◆ REQUIRED ACTION
Your task is to copy each line in the listing that includes the word "bracelet".

◆ MATERIAL SHOWN
--------

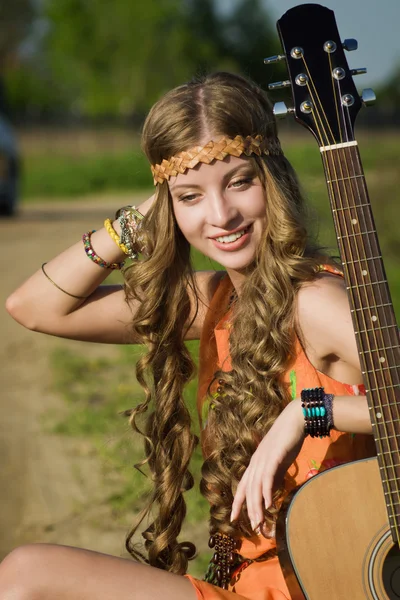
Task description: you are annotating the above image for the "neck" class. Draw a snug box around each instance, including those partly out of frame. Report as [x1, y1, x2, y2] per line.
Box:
[226, 267, 248, 295]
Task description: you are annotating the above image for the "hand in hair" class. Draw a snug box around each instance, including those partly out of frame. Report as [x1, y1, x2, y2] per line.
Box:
[230, 398, 305, 533]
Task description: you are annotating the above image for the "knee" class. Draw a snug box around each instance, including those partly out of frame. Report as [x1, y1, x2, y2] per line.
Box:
[0, 544, 52, 599]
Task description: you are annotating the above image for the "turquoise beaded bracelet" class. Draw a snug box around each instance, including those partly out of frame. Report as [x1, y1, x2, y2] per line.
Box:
[301, 387, 333, 438]
[82, 230, 125, 270]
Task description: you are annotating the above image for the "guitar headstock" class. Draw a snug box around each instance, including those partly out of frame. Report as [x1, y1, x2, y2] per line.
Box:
[268, 4, 375, 146]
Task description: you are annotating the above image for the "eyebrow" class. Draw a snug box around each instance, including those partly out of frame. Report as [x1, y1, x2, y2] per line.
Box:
[169, 164, 255, 192]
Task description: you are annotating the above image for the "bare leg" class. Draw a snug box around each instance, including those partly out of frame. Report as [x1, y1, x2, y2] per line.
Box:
[0, 544, 198, 600]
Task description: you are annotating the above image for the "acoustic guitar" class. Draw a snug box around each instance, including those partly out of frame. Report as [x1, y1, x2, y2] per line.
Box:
[265, 4, 400, 599]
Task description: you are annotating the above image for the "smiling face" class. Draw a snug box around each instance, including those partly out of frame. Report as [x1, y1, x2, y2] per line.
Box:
[169, 155, 266, 287]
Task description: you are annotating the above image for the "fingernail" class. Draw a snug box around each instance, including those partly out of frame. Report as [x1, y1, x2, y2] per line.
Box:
[250, 520, 256, 530]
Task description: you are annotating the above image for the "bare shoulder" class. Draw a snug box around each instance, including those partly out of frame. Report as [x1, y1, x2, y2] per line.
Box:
[185, 270, 226, 340]
[297, 272, 347, 320]
[296, 272, 359, 370]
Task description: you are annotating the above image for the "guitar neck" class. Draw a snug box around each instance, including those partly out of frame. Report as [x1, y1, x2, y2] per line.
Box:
[321, 143, 400, 541]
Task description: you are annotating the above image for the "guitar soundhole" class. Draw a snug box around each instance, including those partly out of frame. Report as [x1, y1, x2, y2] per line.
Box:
[383, 544, 400, 598]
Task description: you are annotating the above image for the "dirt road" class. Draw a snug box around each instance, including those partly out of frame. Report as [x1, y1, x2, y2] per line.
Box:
[0, 194, 147, 560]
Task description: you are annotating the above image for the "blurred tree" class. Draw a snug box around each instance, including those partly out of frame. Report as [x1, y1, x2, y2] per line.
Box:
[376, 63, 400, 110]
[182, 0, 283, 85]
[43, 0, 284, 117]
[0, 0, 35, 70]
[220, 0, 283, 86]
[4, 0, 284, 118]
[42, 0, 194, 116]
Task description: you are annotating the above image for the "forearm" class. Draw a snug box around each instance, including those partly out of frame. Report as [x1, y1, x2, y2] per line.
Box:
[6, 196, 154, 330]
[331, 394, 372, 435]
[6, 223, 125, 328]
[292, 394, 373, 436]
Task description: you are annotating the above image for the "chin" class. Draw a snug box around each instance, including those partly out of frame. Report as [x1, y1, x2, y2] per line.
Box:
[219, 255, 256, 274]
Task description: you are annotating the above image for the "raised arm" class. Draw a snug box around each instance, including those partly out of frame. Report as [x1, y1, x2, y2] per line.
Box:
[6, 197, 218, 344]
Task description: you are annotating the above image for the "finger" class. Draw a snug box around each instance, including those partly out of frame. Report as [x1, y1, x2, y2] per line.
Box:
[230, 469, 249, 522]
[245, 468, 265, 531]
[262, 472, 275, 510]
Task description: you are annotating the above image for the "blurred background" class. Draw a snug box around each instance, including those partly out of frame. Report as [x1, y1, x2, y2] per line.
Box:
[0, 0, 399, 578]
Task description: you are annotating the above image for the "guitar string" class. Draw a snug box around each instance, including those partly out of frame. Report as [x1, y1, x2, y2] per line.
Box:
[303, 58, 336, 146]
[338, 95, 400, 427]
[328, 60, 400, 538]
[331, 56, 400, 463]
[336, 84, 400, 530]
[327, 55, 400, 536]
[330, 51, 400, 516]
[335, 78, 400, 532]
[300, 52, 400, 537]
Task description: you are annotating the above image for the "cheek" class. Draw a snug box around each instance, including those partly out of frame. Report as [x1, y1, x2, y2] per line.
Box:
[251, 190, 267, 217]
[173, 204, 202, 241]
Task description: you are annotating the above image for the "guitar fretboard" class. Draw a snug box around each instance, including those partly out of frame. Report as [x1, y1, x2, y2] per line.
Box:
[322, 143, 400, 542]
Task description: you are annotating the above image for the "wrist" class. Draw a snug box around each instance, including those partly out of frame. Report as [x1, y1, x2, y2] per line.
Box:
[112, 218, 121, 235]
[300, 387, 334, 438]
[286, 398, 306, 438]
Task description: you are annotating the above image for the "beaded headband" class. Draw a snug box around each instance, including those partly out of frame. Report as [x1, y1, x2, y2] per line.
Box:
[150, 134, 283, 185]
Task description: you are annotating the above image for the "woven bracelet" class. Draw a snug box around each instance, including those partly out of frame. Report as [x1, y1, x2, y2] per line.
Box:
[103, 218, 130, 256]
[82, 230, 125, 270]
[301, 387, 333, 438]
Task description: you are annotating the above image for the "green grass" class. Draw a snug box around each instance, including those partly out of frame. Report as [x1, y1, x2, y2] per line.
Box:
[20, 133, 400, 200]
[21, 150, 153, 199]
[48, 338, 211, 577]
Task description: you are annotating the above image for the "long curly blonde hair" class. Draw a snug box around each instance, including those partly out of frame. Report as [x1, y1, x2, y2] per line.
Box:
[123, 72, 326, 574]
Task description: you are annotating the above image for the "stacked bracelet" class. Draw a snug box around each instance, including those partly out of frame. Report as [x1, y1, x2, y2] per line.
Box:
[301, 387, 334, 438]
[82, 230, 125, 270]
[103, 218, 130, 256]
[115, 205, 145, 259]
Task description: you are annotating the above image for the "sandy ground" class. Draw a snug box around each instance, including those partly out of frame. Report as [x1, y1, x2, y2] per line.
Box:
[0, 193, 149, 560]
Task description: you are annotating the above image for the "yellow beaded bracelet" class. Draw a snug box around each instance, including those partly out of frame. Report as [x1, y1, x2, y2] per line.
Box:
[104, 218, 130, 256]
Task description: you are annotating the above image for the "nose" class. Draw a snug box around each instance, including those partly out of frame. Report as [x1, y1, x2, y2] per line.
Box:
[207, 189, 238, 228]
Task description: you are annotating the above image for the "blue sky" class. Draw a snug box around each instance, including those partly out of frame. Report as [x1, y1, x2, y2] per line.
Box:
[263, 0, 399, 87]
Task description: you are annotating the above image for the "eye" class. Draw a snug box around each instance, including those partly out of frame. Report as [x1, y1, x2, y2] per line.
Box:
[230, 177, 254, 189]
[179, 192, 200, 203]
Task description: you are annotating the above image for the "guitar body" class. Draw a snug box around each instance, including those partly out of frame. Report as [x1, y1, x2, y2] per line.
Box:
[277, 458, 400, 599]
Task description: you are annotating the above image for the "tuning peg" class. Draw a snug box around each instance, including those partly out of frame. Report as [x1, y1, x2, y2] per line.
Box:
[273, 102, 295, 119]
[264, 54, 286, 65]
[361, 88, 376, 106]
[350, 68, 367, 76]
[343, 39, 358, 51]
[268, 80, 291, 91]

--------

◆ EXERCISE OUTPUT
Task description: you are annotating the above image for the "turquoise beaded bracelet" class. Draw a snug box around each instance, including those partly out of frame. Report as [x1, y1, x2, y2] per line.
Task description: you are annotating the above image for the "woven bracelet" class. Draw a snug box around each instance, including those partly out of frame. Report as [x1, y1, x2, y2] per line.
Task description: you are annotating the above image for the "stacked bracelet" class. Draw a snug box around each instance, including those partly out of frame. Report as [x1, y1, x2, y2] per line.
Task description: you are annotating the above image for the "yellow beaded bracelet" class. Draw a snug box around each instance, including those partly out of frame. Report as [x1, y1, x2, y2] per line.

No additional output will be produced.